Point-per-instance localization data
↓↓↓

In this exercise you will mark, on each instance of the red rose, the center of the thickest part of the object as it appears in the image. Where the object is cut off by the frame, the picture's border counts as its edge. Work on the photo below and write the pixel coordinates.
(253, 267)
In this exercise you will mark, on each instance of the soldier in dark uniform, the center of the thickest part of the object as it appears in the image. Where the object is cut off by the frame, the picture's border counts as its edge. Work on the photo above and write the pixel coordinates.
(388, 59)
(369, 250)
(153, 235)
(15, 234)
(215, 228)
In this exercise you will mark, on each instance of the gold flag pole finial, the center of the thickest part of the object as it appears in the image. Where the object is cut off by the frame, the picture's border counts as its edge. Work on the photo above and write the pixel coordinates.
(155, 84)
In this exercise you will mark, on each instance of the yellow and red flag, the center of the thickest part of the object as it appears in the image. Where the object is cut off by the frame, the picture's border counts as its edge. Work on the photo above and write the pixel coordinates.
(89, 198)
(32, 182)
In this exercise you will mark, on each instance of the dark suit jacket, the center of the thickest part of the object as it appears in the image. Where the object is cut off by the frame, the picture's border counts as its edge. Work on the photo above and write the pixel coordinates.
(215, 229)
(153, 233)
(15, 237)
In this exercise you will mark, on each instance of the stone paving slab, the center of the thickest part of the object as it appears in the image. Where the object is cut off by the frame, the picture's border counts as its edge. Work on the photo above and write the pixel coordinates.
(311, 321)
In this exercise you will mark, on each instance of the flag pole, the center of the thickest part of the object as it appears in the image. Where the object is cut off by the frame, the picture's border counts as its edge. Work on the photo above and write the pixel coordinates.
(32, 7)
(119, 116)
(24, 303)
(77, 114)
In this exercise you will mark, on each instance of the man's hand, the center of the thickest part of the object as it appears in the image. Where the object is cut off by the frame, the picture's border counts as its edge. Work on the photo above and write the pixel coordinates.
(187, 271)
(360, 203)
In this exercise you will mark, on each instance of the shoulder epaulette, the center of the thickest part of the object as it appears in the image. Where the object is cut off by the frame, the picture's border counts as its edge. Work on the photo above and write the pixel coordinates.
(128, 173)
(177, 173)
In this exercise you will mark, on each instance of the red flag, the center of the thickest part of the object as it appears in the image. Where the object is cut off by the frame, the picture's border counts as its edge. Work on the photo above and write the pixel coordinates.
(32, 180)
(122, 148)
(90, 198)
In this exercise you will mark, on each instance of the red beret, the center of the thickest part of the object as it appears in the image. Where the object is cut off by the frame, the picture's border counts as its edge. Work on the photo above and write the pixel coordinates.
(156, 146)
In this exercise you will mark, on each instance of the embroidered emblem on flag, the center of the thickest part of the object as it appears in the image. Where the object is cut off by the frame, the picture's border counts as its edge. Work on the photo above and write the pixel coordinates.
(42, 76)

↑↑↑

### [Problem to work on]
Return every entry exactly as given.

### [Task result]
In this exercise you will mark, on each instance of the red rose, the center of the thickest part of the object as it appears in the image. Where the object is cut off by the frame, the picture's border counts as its edge. Work on the photo below and write the pixel coordinates.
(253, 267)
In this exercise you will mark, on each instance of the soldier in dark uniform, the center of the thickest part of the object as it appears in the image. Where the object is cut off by the frame, the picture's border counts as its edge. Work on the photo above and write the pixel coordinates.
(388, 59)
(369, 250)
(153, 235)
(15, 234)
(215, 228)
In this exercise you will mark, on each instance of the gold flag pole finial, the center of the thickest part of the object as it appears in the image. Where the object is cut off by the frame, the picture's border counts as its edge. Work on the photo above and write the pixel coordinates.
(155, 84)
In this exercise you will mark, on each instance of the yellow and red flag, the center of the thickest part of the object as it appears in the image. Where the object is cut off by the frame, the picture's border counts as its edge. Work on the photo above and write the pixel coordinates.
(89, 198)
(32, 182)
In this exercise you will mark, on each instance of the dark suit jacket, the center of the thickest part of the object as it appears in the image. Where the object is cut off by the frame, the picture's border counts as its edge. Work on the photo above and write the pixel coordinates.
(215, 229)
(153, 233)
(15, 237)
In this exercise you will mark, on each instance of the stone paving slab, the center of the thickest part of the object as it appears in the image. Where the object is cut off by the frame, the picture's border counts as its edge. Work on the photo above and write the pixel coordinates.
(311, 321)
In this exercise you will mark, on each instance of the flag pole, the center of the thickest part of the object as it appears in the image. Where the object is cut off by the frame, the picture's border counts as its edge. Work on the photo above and write the pixel coordinates.
(32, 7)
(119, 116)
(24, 303)
(77, 114)
In this exercise you will mark, on each instance of the man's hand, the center of the thickest part of the object as it appears in the image. Where the object is cut off by the frame, the picture's border counts as its edge. Work on the photo above and write the pixel coordinates.
(187, 271)
(360, 203)
In this exercise you will mark, on each instance of the shoulder epaulette, the center of the thickest part of the object as it appears in the image. Where the object is cut off by the frame, the picture's border counts as its edge. Work on the photo above and write the pixel coordinates.
(128, 173)
(177, 173)
In this exercise you will mark, on each instance of the red flag, the center of the thickest part of the object as it appears in the image. Where the object is cut off by the frame, the picture's border counts as its edge. Work on the photo above and write the pixel coordinates.
(32, 180)
(122, 148)
(90, 198)
In this exercise you will mark, on each instance of the red beret, the center of the thickest part of the object as it appears in the image. Where the object is cut off by the frame, the picture's border counts as its edge. Work on the photo above and write the pixel coordinates.
(156, 146)
In this exercise you will mark, on each instance of the embroidered emblem on flag, the center of the thickest part of the object as it appears in the image. Where the object is cut off by the frame, the picture's border counts as its edge. Work on the photo above and write the pixel coordinates.
(42, 76)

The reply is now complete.